__Énoncé 1__
D'après le billet sur Oum et le drapeau, dans quelle ville la chanteuse s'est-elle produite le weekend dernier ?
__Énoncé 2__
Renvoyez sans rien changer la partie du billet sur Oum et le drapeau qui commence par les mots contenant « Les faits. Oum, la » et se termine par « partie du public. ».

(Billet 220) – Oum, le drapeau et les nerfs à fleur de peau

(Billet 220) – Oum, le drapeau et les nerfs à fleur de peau

Comment diable peut-on être ambassadeur de la culture marocaine et mépriser le drapeau marocain ? Et pourtant, c’est ce que vient de faire la chanteuse Oum qui a outragé les couleurs nationales… disent des gens, les nerfs à fleur de peau. Une nouvelle polémique est née, futile et inutile, comme tant d’autres… sauf que cette fois, la réponse a été à la hauteur de l’accusation !

Les faits. Oum, la célèbre artiste bien de chez nous, à la voix envoûtante, auteure-compositrice-interprète de talent, voire de génie, se produisait à Abidjan le weekend dernier, sur la scène du Village du Maroc, 2ème édition du genre. Tout se déroulait normalement, avant qu’un individu monte sur scène, et lui pose un drapeau sur les épaules. Oum le retire gentiment, le garde à la main le temps de finir sa chanson, puis l’étend avec délicatesse, presque tendresse, sur le sol… avant de retirer sa propre cape. Un autre homme monte sur la scène, récupère le drapeau, le brandit et quitte les lieux, sous les discrets vivats d’une partie du public.

Catastrophe : Oum a donc profané le drapeau, souillé l’honneur du pays, insulté les Marocains, méprisé leurs sentiments… Il en faut vraiment peu pour se sentir humilié, sous nos latitudes, et même ailleurs. Mais Oum, contrairement à bien d’autres qui auraient été tétanisés, ne s’est pas laissée faire : elle a publié sur Facebook une réponse absolument splendide, somptueuse !

« A ceux qui ont mal interprété mon geste, sachez que, comme vous, j’aime lever notre drapeau pour soutenir nos équipes lors de compétitions sportives internationales. Mais dans le contexte de mon travail, porter le drapeau sur la scène en chantant sonne comme un pléonasme. Parce que, ma foi, je suis à mon humble niveau une voix et un visage du Maroc ». Elle ne bat pas sa coulpe, ne s’excuse pas, car on ne demande pas l’absolution pour un crime qu’on n’a pas commis ; elle explique, pour ceux qui comprennent, pour ceux qui veulent comprendre et...

même pour ceux qui ont quelque mal à comprendre, que notre amour-propre national est ailleurs que sur un drapeau surgi sur une scène de concert.

__Données__
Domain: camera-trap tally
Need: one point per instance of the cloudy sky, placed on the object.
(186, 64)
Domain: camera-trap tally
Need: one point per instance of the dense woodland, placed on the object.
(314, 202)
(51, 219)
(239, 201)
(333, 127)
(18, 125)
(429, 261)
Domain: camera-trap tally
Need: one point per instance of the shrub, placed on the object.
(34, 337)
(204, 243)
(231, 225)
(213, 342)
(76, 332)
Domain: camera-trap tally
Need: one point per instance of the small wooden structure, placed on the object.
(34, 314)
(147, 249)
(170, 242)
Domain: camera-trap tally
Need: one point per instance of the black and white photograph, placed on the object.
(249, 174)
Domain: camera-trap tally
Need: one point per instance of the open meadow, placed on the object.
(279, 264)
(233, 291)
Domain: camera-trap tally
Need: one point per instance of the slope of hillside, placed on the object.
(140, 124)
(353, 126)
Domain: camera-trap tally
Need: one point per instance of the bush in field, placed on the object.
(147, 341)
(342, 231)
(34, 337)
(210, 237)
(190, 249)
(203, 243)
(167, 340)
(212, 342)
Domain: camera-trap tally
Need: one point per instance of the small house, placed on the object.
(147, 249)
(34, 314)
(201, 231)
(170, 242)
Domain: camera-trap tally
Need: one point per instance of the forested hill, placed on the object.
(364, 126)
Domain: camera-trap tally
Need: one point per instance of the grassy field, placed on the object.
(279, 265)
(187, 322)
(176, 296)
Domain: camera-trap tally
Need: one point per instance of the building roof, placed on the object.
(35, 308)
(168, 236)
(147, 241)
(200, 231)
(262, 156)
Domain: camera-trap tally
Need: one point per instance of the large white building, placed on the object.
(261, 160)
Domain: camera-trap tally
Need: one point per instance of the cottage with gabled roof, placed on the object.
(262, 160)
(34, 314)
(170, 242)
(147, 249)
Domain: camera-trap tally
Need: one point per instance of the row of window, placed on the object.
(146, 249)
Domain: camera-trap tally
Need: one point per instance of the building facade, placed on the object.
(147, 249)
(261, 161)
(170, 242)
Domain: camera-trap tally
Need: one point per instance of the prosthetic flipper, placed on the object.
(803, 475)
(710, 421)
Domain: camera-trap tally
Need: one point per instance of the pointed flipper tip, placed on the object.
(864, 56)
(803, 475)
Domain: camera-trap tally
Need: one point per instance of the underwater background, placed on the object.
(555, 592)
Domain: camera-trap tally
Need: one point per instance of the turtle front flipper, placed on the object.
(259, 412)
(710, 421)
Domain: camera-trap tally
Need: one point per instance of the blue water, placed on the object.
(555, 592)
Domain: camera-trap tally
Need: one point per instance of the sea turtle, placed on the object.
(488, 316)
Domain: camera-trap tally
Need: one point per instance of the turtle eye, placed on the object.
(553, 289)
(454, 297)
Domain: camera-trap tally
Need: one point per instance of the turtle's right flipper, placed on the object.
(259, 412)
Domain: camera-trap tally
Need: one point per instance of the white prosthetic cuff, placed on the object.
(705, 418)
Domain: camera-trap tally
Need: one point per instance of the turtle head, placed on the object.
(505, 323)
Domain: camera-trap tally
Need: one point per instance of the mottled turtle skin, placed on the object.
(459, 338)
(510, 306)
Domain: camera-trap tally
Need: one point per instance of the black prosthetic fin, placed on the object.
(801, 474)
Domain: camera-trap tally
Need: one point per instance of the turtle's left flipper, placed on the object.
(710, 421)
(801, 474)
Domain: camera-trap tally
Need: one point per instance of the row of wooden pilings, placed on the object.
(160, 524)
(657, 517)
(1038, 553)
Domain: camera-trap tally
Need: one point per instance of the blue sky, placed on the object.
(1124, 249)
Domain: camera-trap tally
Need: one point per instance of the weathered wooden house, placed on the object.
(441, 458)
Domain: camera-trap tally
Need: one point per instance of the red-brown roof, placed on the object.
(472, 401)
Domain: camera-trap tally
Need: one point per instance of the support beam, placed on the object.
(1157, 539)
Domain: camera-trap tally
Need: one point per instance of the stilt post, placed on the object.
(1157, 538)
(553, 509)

__Bonne réponse 1__
À Abidjan, sur la scène du Village du Maroc.

__Bonne réponse 2__
Les faits. Oum, la célèbre artiste bien de chez nous, à la voix envoûtante, auteure-compositrice-interprète de talent, voire de génie, se produisait à Abidjan le weekend dernier, sur la scène du Village du Maroc, 2ème édition du genre. Tout se déroulait normalement, avant qu’un individu monte sur scène, et lui pose un drapeau sur les épaules. Oum le retire gentiment, le garde à la main le temps de finir sa chanson, puis l’étend avec délicatesse, presque tendresse, sur le sol… avant de retirer sa propre cape. Un autre homme monte sur la scène, récupère le drapeau, le brandit et quitte les lieux, sous les discrets vivats d’une partie du public.